** Start Data lines **

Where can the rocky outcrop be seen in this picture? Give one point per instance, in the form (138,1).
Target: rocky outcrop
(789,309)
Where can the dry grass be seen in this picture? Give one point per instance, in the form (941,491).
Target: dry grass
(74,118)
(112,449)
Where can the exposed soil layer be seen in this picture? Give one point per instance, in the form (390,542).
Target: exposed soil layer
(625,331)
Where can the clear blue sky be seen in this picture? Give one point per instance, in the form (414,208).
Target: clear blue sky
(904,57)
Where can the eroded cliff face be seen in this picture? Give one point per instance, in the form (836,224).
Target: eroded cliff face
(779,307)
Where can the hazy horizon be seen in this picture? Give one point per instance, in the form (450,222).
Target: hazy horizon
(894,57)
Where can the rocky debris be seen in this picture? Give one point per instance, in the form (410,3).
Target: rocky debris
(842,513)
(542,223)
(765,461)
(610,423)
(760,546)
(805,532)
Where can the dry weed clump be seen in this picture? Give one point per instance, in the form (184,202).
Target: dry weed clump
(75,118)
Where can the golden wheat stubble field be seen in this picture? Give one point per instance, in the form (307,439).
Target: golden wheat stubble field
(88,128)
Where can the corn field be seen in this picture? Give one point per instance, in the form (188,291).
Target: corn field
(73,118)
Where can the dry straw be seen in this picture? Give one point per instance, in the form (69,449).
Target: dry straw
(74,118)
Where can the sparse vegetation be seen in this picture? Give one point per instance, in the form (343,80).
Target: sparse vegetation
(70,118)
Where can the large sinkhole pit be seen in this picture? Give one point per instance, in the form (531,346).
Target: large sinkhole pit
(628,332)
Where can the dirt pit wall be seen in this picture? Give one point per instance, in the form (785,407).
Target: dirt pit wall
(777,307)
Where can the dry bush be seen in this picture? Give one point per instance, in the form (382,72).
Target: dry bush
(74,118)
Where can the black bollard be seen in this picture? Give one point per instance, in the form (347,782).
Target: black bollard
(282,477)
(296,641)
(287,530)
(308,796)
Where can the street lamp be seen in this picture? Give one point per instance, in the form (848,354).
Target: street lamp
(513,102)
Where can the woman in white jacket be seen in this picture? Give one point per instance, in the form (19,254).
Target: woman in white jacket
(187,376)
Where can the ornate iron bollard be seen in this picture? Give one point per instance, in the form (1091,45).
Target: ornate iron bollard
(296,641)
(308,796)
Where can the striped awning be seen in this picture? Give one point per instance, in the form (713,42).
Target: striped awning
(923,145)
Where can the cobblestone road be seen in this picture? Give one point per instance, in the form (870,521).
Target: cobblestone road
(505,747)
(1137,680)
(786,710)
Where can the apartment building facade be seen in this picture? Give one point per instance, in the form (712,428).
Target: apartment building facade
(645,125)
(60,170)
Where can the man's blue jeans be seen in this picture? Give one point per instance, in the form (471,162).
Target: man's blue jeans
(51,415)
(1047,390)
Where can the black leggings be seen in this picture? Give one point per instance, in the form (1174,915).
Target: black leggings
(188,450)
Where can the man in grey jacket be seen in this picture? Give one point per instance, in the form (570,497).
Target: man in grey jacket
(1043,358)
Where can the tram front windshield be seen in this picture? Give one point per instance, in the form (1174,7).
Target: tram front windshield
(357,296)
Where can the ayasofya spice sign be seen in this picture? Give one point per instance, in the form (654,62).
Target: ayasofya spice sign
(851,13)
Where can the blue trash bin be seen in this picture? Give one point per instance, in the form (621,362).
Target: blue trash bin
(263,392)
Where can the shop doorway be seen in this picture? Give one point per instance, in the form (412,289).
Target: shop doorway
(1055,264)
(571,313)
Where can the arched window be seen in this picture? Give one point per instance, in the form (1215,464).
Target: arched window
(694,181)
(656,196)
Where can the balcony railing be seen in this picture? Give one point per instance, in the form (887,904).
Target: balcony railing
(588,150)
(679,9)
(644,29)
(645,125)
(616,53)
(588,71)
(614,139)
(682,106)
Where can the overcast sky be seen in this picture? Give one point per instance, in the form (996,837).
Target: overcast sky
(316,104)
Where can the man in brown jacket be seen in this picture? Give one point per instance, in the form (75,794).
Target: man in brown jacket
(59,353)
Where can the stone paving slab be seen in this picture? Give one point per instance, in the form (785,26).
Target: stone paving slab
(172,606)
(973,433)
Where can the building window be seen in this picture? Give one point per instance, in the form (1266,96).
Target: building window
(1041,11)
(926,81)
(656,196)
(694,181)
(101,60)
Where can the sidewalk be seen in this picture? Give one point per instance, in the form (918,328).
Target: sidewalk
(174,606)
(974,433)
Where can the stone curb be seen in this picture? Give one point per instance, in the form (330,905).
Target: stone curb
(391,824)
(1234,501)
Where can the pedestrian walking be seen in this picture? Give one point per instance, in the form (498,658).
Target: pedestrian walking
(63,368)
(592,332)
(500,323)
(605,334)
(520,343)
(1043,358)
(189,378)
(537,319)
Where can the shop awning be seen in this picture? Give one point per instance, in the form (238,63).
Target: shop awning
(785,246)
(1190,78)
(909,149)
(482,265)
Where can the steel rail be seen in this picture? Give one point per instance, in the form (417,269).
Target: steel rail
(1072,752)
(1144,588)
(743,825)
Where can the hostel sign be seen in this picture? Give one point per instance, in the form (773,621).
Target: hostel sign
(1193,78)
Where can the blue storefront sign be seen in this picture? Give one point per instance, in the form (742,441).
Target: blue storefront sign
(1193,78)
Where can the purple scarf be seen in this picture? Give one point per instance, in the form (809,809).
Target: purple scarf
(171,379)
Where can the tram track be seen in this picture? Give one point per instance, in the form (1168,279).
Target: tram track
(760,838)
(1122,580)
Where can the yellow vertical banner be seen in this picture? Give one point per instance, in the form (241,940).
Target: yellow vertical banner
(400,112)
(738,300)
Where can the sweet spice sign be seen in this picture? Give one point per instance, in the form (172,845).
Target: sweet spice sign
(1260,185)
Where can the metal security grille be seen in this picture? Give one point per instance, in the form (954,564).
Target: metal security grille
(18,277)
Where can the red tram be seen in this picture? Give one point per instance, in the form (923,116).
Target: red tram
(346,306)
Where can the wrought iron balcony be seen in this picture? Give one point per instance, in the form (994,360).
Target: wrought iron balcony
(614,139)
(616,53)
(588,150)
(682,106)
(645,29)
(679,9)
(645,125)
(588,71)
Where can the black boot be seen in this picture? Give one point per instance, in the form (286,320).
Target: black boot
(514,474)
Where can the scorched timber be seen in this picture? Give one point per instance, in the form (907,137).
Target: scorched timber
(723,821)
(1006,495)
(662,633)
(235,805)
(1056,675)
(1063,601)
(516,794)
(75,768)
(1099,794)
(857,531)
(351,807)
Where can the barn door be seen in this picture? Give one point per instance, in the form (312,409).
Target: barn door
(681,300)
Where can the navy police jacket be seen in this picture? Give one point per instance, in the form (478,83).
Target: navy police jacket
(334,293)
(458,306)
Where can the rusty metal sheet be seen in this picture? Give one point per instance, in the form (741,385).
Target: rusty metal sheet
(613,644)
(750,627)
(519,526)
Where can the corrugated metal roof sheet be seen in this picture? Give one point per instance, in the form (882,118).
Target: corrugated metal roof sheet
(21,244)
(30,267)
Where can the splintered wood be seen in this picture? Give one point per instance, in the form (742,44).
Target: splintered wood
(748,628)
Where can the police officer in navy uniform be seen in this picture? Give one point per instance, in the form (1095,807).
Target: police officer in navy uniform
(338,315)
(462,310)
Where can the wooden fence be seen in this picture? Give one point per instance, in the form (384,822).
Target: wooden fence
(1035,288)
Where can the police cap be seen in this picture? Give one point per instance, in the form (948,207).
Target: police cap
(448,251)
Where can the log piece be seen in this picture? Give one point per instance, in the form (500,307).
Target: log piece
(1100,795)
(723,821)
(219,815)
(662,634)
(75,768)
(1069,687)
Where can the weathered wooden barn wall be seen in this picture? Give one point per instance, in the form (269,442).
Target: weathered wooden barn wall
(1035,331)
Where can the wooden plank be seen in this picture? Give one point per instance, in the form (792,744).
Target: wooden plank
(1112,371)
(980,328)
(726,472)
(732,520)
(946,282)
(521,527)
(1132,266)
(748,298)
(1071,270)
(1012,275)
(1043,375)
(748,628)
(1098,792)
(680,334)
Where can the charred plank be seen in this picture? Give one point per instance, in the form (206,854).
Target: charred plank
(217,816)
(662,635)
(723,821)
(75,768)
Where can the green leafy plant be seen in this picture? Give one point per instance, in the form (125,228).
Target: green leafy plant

** End Data lines **

▶ **What you are asked to do**:
Reproduce exactly, with nothing added, the lines from the one that contains "Where can the log" to the end of the data.

▶ **Expected answer**:
Where can the log piece be seen in this picture? Give one point per instance, in the form (500,307).
Target: log piece
(1100,795)
(723,821)
(219,815)
(662,634)
(75,768)
(1069,687)
Where can the weathered wooden barn wall be seen in this picture? Give one point per instance, in the form (269,442).
Target: weathered wooden barn wall
(1035,331)
Where can the wooden plank be seen in this picture? Give one point per instance, in the form (792,744).
Target: wooden plank
(1112,371)
(980,328)
(726,472)
(732,520)
(946,282)
(521,527)
(1132,266)
(748,298)
(1071,270)
(1012,275)
(1043,375)
(748,628)
(1098,792)
(680,334)
Where can the charred plank be seen in this picture? Give one point per instance, in the form (206,854).
Target: charred plank
(217,816)
(662,635)
(723,821)
(75,768)
Where can the green leafy plant be seen in this picture? Give one point per instance, in the form (125,228).
Target: green leafy plant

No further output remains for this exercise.